- [PROBLEM TO WORK ON]: Among the following entries, how many lines hold the string "tower"? State only the number.

- [TASK MATERIAL]:
-- Opening Marker --
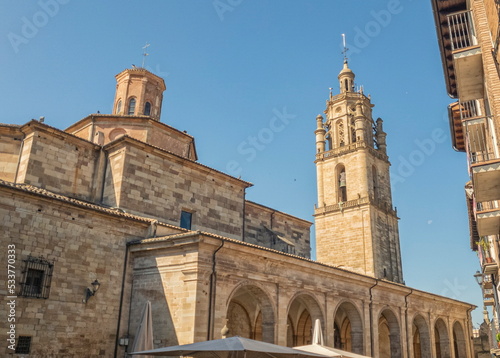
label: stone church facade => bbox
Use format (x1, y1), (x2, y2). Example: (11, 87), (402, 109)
(0, 66), (474, 357)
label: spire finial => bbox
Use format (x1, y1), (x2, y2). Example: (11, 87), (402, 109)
(341, 34), (349, 63)
(141, 42), (150, 68)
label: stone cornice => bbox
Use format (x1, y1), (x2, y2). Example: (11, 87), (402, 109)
(20, 120), (100, 149)
(315, 141), (389, 163)
(0, 179), (181, 227)
(245, 200), (313, 226)
(313, 195), (398, 218)
(130, 232), (475, 309)
(104, 135), (253, 188)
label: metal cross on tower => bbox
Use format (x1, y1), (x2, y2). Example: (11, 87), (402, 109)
(142, 42), (150, 68)
(341, 34), (349, 63)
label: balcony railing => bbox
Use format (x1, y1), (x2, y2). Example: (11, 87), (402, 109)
(458, 99), (482, 120)
(314, 195), (397, 216)
(316, 140), (387, 162)
(447, 10), (478, 51)
(483, 274), (493, 289)
(484, 288), (495, 298)
(464, 116), (499, 165)
(477, 200), (500, 212)
(484, 297), (495, 306)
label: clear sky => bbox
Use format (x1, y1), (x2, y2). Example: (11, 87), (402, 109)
(0, 0), (484, 325)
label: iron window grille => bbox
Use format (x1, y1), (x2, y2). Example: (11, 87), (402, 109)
(19, 255), (54, 299)
(15, 336), (31, 354)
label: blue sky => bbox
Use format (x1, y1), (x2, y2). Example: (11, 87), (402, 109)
(0, 0), (484, 324)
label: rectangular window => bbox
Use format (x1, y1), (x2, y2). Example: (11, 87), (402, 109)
(180, 211), (192, 230)
(25, 269), (44, 296)
(20, 256), (54, 299)
(15, 336), (31, 354)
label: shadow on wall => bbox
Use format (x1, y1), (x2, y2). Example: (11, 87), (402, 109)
(127, 261), (179, 353)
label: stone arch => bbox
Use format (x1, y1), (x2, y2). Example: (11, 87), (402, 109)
(127, 97), (136, 115)
(337, 119), (345, 147)
(412, 314), (431, 358)
(144, 101), (152, 116)
(109, 128), (127, 141)
(115, 98), (122, 114)
(452, 321), (467, 358)
(326, 133), (333, 151)
(333, 300), (364, 354)
(378, 308), (402, 358)
(434, 318), (450, 358)
(350, 117), (356, 144)
(225, 282), (275, 343)
(286, 292), (324, 347)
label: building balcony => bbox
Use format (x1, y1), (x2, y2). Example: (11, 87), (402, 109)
(465, 182), (480, 250)
(483, 274), (493, 289)
(447, 10), (484, 101)
(484, 288), (495, 298)
(477, 241), (498, 274)
(483, 261), (498, 275)
(464, 116), (500, 202)
(484, 297), (495, 306)
(476, 201), (500, 237)
(449, 99), (485, 152)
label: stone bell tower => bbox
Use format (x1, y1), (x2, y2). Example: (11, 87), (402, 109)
(314, 60), (403, 283)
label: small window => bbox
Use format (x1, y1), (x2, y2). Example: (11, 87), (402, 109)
(20, 256), (54, 299)
(15, 336), (31, 354)
(144, 101), (152, 116)
(180, 211), (192, 230)
(128, 98), (136, 115)
(116, 99), (122, 114)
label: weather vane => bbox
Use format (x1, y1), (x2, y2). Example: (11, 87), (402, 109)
(341, 34), (349, 63)
(142, 42), (150, 68)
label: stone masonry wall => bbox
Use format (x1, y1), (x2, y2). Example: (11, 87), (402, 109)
(372, 209), (403, 282)
(0, 125), (22, 182)
(131, 235), (474, 356)
(0, 185), (153, 357)
(103, 139), (247, 240)
(129, 239), (211, 347)
(67, 116), (195, 159)
(315, 206), (375, 276)
(16, 124), (100, 201)
(244, 201), (311, 258)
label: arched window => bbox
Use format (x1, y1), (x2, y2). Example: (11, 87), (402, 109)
(144, 101), (151, 116)
(337, 166), (347, 202)
(350, 118), (356, 143)
(116, 99), (122, 114)
(337, 121), (345, 147)
(127, 98), (136, 115)
(326, 134), (333, 151)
-- Closing Marker --
- [TASK OUTPUT]: 2